» Dataset items:
===============
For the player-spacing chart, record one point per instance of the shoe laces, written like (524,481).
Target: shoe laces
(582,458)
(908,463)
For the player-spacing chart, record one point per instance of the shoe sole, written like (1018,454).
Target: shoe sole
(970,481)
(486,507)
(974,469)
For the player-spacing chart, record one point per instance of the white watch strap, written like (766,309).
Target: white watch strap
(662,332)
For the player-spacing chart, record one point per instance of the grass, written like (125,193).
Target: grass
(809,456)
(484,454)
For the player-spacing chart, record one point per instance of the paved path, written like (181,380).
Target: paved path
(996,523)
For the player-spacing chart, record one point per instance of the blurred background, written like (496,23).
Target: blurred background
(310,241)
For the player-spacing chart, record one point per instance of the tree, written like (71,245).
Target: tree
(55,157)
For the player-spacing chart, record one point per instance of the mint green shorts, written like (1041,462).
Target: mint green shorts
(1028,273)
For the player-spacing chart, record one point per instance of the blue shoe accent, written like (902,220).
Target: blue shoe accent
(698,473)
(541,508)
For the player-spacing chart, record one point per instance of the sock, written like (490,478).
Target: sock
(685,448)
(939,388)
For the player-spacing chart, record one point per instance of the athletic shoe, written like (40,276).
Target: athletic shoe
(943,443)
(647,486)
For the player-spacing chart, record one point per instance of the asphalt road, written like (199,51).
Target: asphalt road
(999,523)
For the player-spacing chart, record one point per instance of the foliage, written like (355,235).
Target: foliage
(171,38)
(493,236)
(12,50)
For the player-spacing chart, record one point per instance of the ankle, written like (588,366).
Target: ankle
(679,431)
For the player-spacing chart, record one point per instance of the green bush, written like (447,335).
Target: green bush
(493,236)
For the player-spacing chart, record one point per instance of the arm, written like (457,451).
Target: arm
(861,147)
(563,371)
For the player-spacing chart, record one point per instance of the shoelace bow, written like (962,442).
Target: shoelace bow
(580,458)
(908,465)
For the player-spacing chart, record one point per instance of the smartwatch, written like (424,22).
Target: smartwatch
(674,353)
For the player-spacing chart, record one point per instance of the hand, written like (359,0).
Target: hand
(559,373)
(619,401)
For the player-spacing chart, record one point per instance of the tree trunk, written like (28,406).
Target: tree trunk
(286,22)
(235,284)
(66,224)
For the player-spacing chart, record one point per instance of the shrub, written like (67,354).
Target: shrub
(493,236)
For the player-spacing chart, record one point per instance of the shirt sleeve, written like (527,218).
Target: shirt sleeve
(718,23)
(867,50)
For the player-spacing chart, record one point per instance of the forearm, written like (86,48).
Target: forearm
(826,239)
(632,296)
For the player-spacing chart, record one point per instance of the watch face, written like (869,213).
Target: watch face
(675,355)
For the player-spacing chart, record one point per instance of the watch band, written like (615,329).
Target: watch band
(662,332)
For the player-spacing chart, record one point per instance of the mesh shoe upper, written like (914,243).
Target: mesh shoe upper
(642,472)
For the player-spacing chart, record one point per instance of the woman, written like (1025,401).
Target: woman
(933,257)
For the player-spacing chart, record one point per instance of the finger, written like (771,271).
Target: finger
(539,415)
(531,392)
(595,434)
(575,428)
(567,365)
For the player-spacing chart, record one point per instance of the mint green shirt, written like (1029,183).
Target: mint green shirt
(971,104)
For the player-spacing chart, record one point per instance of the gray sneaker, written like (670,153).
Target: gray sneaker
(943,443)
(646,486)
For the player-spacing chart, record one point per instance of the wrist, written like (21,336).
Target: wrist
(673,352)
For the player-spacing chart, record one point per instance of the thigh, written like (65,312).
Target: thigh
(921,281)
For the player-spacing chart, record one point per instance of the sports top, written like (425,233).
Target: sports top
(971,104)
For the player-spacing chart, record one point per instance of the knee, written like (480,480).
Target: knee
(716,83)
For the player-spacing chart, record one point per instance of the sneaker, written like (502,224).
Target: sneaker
===============
» WHAT YOU WILL DO:
Reproduce all the rows above, changing every instance of "player-spacing chart" to "team-spacing chart" and leaving everything else as it is.

» SOLUTION TO THIS EXERCISE:
For the team-spacing chart, record one point per instance of the shoe laces, written like (524,481).
Target: shoe laces
(582,458)
(908,463)
For the team-spacing chart, record one point per instance of the shoe sole, written like (1018,454).
Target: shoe sole
(970,481)
(486,507)
(974,469)
For the team-spacing chart, record one point per instance of the white watch strap, written like (766,309).
Target: white watch strap
(662,332)
For the team-spacing chart, record one point per instance of the grass, written like (125,193).
Target: grass
(809,456)
(484,454)
For the team-spacing chart, record one point per instance of the paved path, written like (181,380).
Target: paved path
(996,523)
For the team-spacing chart, record one point per instance of the blurred background, written like (496,23).
Target: blurred background
(310,241)
For the team-spacing chart, record one point per instance of the tree, written like (71,245).
Target: tree
(55,157)
For the team-spacing chart, record one point per instance of the mint green shorts, written like (1041,462).
Target: mint green shorts
(1028,273)
For the team-spacing chart, record one point per instance of the blue shoe accent, written like (902,220).
Target: blue shoe accent
(698,473)
(541,508)
For the team-spacing chart, record one point per instance of the sock, written like (490,478).
Target: sock
(685,448)
(939,388)
For the team-spacing chart, record one point per instance of the athletic shoe, written like (40,276).
Target: athletic shoe
(943,443)
(647,486)
For the team-spacing chart, record one point per instance of the asphalt road, written like (199,51).
Target: asphalt road
(999,523)
For the team-spacing chart, record one point per instance of the foliage, written like (355,235).
Target: foliage
(171,38)
(493,236)
(12,50)
For the team-spacing chart, record one point per instance of the ankle, written like (588,366).
Target: ankle
(679,431)
For the team-spacing chart, record one point per instance of the green bush, written like (447,335).
Target: green bush
(493,236)
For the team-spacing chart, record one point per instance of the arm, written like (457,451).
Target: arm
(861,147)
(563,371)
For the team-spacing chart, record one point per instance of the shoelace bow, written like (962,442).
Target: shoelace bow
(580,458)
(908,465)
For the team-spacing chart, record one point per instance of the smartwatch, written like (424,22).
Target: smartwatch
(674,353)
For the team-spacing chart, record one point per instance of the hand, written like (359,0).
Target: hand
(559,373)
(619,401)
For the team-spacing chart, record one point per instance of the tree trunk, written like (28,406).
Target: tree trunk
(286,22)
(235,284)
(66,224)
For the team-spacing chart, record one point per instance of the shrub, written like (67,354).
Target: shrub
(493,236)
For the team-spacing chart, record one point per instance of the shirt sleeve, written like (527,218).
Target: shirt sleeve
(718,23)
(867,50)
For the team-spacing chart, record one point per instance of the forearm, written like (86,48).
Target: forearm
(826,239)
(632,296)
For the team-spacing chart, record one point per instance of the watch face, written like (869,213).
Target: watch face
(675,355)
For the team-spacing chart, record one point per instance of the watch band, written like (615,329).
Target: watch band
(662,332)
For the team-spacing chart, record one point per instance of the mesh shoe upper, written like (914,243).
Target: mesh shoe upper
(642,472)
For the team-spacing chart, record one point per instance of the woman, written like (1025,401).
Target: woman
(933,257)
For the team-spacing chart, record one point per instance of the finger, written like (771,271).
Target: finger
(539,415)
(531,392)
(595,434)
(575,428)
(567,365)
For the team-spacing chart, record one point per instance of the mint green shirt, written like (1029,183).
Target: mint green shirt
(971,104)
For the team-spacing chart, record one point per instance of the gray sneaker, written like (670,153).
Target: gray sneaker
(943,443)
(646,486)
For the team-spacing chart, record one point per instance of the wrist, written like (21,336).
Target: wrist
(673,352)
For the team-spacing chart, record one point per instance of the thigh, written like (65,312).
Target: thigh
(921,281)
For the team-spacing chart, record one point per instance of the sports top, written like (425,233).
Target: sports top
(971,104)
For the team-spacing chart, record one point per instance of the knee, written like (480,480).
Target: knee
(716,83)
For the team-spacing chart, record one point per instance of the sneaker, written like (502,224).
Target: sneaker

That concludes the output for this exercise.